■ Work order:
In the data below, how many lines include the string "bank"? Give only the number.

Source data Block Start

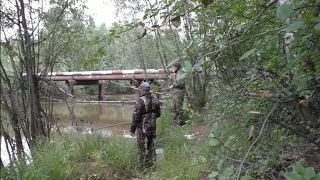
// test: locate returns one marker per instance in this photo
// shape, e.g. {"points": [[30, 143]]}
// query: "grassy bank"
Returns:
{"points": [[217, 152], [96, 157]]}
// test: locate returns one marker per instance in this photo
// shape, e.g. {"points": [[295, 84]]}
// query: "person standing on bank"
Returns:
{"points": [[146, 111], [178, 91]]}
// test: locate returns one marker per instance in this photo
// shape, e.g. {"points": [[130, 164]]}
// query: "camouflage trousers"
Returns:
{"points": [[147, 150], [178, 98]]}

Source data Block End

■ Written answer:
2